**Exercise description:** Type out the entries again, keeping every word unchanged.

Point-per-instance localization data
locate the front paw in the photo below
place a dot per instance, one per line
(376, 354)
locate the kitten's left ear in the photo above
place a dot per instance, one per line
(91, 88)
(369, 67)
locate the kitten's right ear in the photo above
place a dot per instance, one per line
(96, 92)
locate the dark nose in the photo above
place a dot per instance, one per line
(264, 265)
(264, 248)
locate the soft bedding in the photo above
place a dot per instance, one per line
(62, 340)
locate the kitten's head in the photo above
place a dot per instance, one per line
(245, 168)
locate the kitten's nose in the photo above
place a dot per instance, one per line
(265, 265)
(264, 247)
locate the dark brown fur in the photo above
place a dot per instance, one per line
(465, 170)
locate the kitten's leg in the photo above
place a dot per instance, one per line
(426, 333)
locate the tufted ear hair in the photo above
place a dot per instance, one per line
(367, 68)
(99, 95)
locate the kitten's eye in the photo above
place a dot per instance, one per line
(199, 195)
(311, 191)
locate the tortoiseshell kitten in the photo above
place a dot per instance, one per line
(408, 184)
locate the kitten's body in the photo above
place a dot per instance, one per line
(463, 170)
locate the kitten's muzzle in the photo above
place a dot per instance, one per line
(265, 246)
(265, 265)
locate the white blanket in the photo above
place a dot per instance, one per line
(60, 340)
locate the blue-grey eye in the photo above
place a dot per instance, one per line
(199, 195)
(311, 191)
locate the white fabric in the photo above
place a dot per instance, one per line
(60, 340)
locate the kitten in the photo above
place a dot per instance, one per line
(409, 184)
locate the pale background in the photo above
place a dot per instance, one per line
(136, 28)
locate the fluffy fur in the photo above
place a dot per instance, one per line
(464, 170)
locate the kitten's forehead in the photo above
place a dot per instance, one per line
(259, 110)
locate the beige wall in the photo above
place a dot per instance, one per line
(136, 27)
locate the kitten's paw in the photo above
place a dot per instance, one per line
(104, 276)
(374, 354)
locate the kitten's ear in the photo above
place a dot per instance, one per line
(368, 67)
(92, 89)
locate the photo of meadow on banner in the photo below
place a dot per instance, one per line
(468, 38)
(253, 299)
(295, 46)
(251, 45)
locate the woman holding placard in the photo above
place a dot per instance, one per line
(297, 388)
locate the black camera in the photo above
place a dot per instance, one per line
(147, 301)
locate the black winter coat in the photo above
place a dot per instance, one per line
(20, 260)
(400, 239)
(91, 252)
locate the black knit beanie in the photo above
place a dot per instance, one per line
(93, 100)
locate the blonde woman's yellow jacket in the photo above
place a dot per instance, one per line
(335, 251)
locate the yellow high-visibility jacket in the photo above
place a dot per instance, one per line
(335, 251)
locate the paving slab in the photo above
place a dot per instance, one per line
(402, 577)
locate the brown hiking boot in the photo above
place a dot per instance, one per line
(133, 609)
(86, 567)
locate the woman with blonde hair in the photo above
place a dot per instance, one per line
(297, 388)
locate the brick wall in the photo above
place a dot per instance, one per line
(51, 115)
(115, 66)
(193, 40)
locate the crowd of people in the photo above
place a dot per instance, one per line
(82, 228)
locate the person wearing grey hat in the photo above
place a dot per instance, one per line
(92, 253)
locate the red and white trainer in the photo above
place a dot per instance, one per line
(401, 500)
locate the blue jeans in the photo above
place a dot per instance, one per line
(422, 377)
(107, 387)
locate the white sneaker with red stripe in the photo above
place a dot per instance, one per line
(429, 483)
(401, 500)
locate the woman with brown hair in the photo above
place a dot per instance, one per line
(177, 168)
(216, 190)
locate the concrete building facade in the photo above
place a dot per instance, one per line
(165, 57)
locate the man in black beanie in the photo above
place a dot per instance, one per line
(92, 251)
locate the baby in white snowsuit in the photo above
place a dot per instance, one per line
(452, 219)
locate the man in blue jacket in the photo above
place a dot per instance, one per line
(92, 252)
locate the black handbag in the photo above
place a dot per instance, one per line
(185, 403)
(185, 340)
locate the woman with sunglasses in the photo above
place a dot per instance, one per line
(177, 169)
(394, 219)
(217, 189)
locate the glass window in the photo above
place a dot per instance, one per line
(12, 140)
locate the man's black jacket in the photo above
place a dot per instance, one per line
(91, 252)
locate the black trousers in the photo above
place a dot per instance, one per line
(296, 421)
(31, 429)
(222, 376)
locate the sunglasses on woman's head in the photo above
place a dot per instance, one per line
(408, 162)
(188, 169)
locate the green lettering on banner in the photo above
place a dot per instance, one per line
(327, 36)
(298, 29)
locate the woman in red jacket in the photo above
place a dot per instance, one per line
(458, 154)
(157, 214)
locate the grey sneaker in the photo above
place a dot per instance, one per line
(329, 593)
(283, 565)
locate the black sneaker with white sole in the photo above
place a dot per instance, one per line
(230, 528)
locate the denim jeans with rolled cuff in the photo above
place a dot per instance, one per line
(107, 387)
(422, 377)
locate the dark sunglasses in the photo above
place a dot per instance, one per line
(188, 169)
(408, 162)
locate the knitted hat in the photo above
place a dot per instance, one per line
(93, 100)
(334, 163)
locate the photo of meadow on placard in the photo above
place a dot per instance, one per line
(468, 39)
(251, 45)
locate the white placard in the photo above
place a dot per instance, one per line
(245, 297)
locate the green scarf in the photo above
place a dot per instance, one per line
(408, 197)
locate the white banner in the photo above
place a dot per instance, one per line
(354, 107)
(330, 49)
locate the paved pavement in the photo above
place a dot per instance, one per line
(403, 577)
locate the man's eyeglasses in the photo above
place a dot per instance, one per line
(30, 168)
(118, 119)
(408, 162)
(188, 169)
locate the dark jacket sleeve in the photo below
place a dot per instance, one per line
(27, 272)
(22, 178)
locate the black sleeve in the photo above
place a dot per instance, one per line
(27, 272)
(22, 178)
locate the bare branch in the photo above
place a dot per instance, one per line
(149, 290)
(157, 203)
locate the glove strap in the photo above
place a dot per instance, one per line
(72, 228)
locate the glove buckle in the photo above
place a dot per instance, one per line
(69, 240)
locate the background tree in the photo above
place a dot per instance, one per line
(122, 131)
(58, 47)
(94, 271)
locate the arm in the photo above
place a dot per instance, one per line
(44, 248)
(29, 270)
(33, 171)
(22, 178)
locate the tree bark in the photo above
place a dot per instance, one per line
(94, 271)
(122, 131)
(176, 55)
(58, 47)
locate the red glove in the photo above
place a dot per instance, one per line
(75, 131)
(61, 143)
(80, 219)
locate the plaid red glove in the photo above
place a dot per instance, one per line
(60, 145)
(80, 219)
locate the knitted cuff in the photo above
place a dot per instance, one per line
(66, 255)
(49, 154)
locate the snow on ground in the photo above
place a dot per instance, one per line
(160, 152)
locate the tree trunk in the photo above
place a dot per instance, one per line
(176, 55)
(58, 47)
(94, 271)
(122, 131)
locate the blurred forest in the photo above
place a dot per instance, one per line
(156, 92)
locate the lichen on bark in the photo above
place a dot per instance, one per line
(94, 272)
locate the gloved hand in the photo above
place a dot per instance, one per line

**Response:**
locate the front paw in the photo below
place a dot per instance, one per line
(376, 354)
locate the kitten's left ear in the photo above
place a dot per instance, one per line
(91, 88)
(369, 67)
locate the kitten's right ear in the photo above
place a dot per instance, one per line
(96, 92)
locate the dark nose in the photo above
place a dot per instance, one per line
(264, 265)
(264, 248)
locate the soft bedding in the photo above
place a dot per instance, one per line
(62, 340)
locate the kitten's head in the photo above
place a dot per instance, one per line
(245, 168)
locate the kitten's nose in the photo above
place a dot per instance, one per line
(265, 265)
(264, 247)
locate the dark brown fur in the photo above
place a dot per instance, one per line
(465, 170)
locate the kitten's leg in the photo above
place a dot per instance, one per line
(426, 333)
locate the tufted ear hair in the photo above
place a dot per instance, one per line
(367, 68)
(99, 95)
locate the kitten's eye in the photo above
place a dot per instance, one per line
(199, 195)
(311, 191)
locate the tortoiseshell kitten in the photo above
place a dot per instance, one per line
(408, 184)
locate the kitten's body in the photo above
place a dot per instance, one per line
(463, 170)
locate the kitten's muzzle in the photo above
place a dot per instance, one per line
(265, 246)
(265, 265)
locate the white blanket in the photo above
place a dot per instance, one per line
(60, 340)
locate the blue-grey eye in the photo above
place a dot per instance, one per line
(199, 195)
(311, 191)
locate the white fabric in the photo above
place a dot per instance, one per line
(60, 340)
locate the kitten in the photo above
place a dot per instance, one per line
(409, 184)
locate the pale background in the photo above
place a dot per instance, one per line
(136, 28)
locate the fluffy fur in the photo above
place a dot per instance, one per line
(464, 170)
locate the kitten's forehead in the photo above
place a dot per instance, one per line
(259, 110)
locate the beige wall in the photo above
place a dot per instance, one per line
(136, 27)
locate the kitten's paw in the photo above
place a dot per instance, one per line
(104, 276)
(374, 354)
locate the kitten's ear in the photo above
place a dot per instance, one per line
(368, 67)
(92, 89)
locate the photo of meadow on banner in the photo below
place a dot per instance, one per line
(468, 38)
(253, 299)
(295, 46)
(251, 45)
locate the woman holding placard in the photo above
place a dot per instance, one per line
(297, 388)
locate the black camera in the photo above
place a dot per instance, one per line
(147, 301)
locate the black winter coat in the photo above
place a dot per instance, one per line
(20, 260)
(400, 239)
(91, 252)
locate the black knit beanie in the photo above
place a dot per instance, one per line
(93, 100)
locate the blonde woman's yellow jacket in the photo above
place a dot per instance, one per line
(335, 251)
locate the yellow high-visibility jacket in the photo above
place a dot per instance, one per line
(335, 251)
locate the paving slab in the photo above
place a dot per instance, one per line
(402, 577)
locate the brown hiking boot in the photo above
place a dot per instance, one per line
(133, 609)
(86, 567)
locate the woman with blonde hair in the photo above
place a dot per instance, one per line
(297, 388)
locate the brick wall in the photo above
place a dot per instance, one per line
(51, 115)
(115, 66)
(193, 40)
locate the crowd of people in the photo above
place a dot per instance, one per line
(82, 228)
locate the person wearing grey hat in the photo above
place a dot per instance, one per line
(92, 253)
locate the red and white trainer in the photo above
place a dot per instance, one per line
(401, 500)
locate the blue jeans in the photo above
place a dot per instance, one per line
(422, 377)
(107, 387)
locate the white sneaker with red stripe in the photo above
place a dot per instance, one per line
(429, 483)
(401, 500)
locate the woman with brown hair in the photo above
place a dot per instance, one per line
(177, 168)
(216, 190)
locate the concrete building facade in the photo above
place a dot per instance, one per line
(165, 57)
locate the man in black beanie in the photo above
place a dot per instance, one per line
(92, 251)
locate the baby in white snowsuit in the photo above
place a dot per instance, one per line
(452, 219)
locate the man in blue jacket in the photo above
place a dot per instance, one per line
(92, 252)
locate the black handbag in the photo above
place a dot per instance, one per line
(185, 403)
(185, 340)
locate the woman with sunglasses in the photo above
place a dot per instance, one per line
(177, 169)
(394, 219)
(217, 189)
locate the glass window in the photo above
place a dot per instance, one per line
(12, 140)
locate the man's black jacket in the photo above
place a dot per instance, one per line
(91, 252)
locate the black trousers in the photo above
place a dot per instance, one per line
(296, 421)
(31, 429)
(222, 376)
locate the sunglasses on woman's head in the photo above
place a dot per instance, one per line
(408, 162)
(188, 169)
locate the green lettering on banner in the photo above
place a dot per instance, one per line
(327, 36)
(298, 29)
locate the woman in red jacket in the photo above
place a dot per instance, one per line
(458, 154)
(157, 214)
locate the grey sneaker in the photo above
place a dot per instance, one per line
(329, 593)
(283, 565)
locate the black sneaker with white sole in the photo above
place a dot per instance, one per line
(230, 528)
locate the denim jeans with rolled cuff in the photo above
place a dot per instance, one per line
(107, 387)
(422, 377)
locate the dark sunglasses in the photo above
place a dot per instance, one per line
(188, 169)
(408, 162)
locate the knitted hat in the photo above
place a dot per instance, one per line
(93, 100)
(334, 163)
locate the photo of meadow on placard in the photo above
place a dot per instance, one per line
(468, 39)
(251, 45)
locate the white placard in the photo above
place a dot per instance, one per line
(245, 297)
locate the green scarf in the photo above
place a dot per instance, one per line
(408, 197)
locate the white banner in the photo above
place a dot per instance, one per line
(354, 107)
(330, 49)
locate the paved pavement in the photo above
place a dot per instance, one per line
(403, 577)
locate the man's eyeglasses in the photo above
place a dot per instance, one per line
(30, 168)
(118, 119)
(408, 162)
(188, 169)
locate the dark jacket sleeve in the photo below
place a dot per instance, one per line
(27, 272)
(22, 178)
locate the black sleeve in the photo above
place a dot per instance, one per line
(27, 272)
(22, 178)
locate the bare branch in the photo above
place a dot per instance, one per line
(149, 290)
(157, 203)
locate the glove strap in the photo above
place a dot per instance, one per line
(72, 228)
locate the glove buckle in the photo above
place a dot per instance, one per line
(69, 240)
locate the background tree in the photo above
place a dot per instance, one per line
(122, 131)
(58, 47)
(94, 271)
locate the arm in the photo above
place a dot per instance, one per line
(44, 248)
(29, 270)
(33, 171)
(22, 178)
locate the tree bark in the photo above
place a dot per instance, one per line
(94, 271)
(122, 131)
(176, 55)
(58, 47)
locate the red glove in the photo above
place a dot per instance, one per line
(75, 131)
(61, 143)
(80, 219)
locate the plaid red glove in the photo above
place a dot per instance, one per line
(60, 145)
(80, 219)
locate the knitted cuff in the photo above
place a dot per instance, one per line
(66, 255)
(49, 154)
locate the snow on ground in the photo above
place a dot per instance, one per line
(160, 152)
locate the tree trunk in the photo above
place a dot per instance, one per line
(176, 55)
(58, 47)
(94, 271)
(122, 131)
locate the blurred forest in the photo above
place a dot per instance, one per line
(156, 92)
locate the lichen on bark in the photo above
place a dot per instance, one per line
(94, 272)
locate the gloved hand in the photo above
place a dot per instance, one per line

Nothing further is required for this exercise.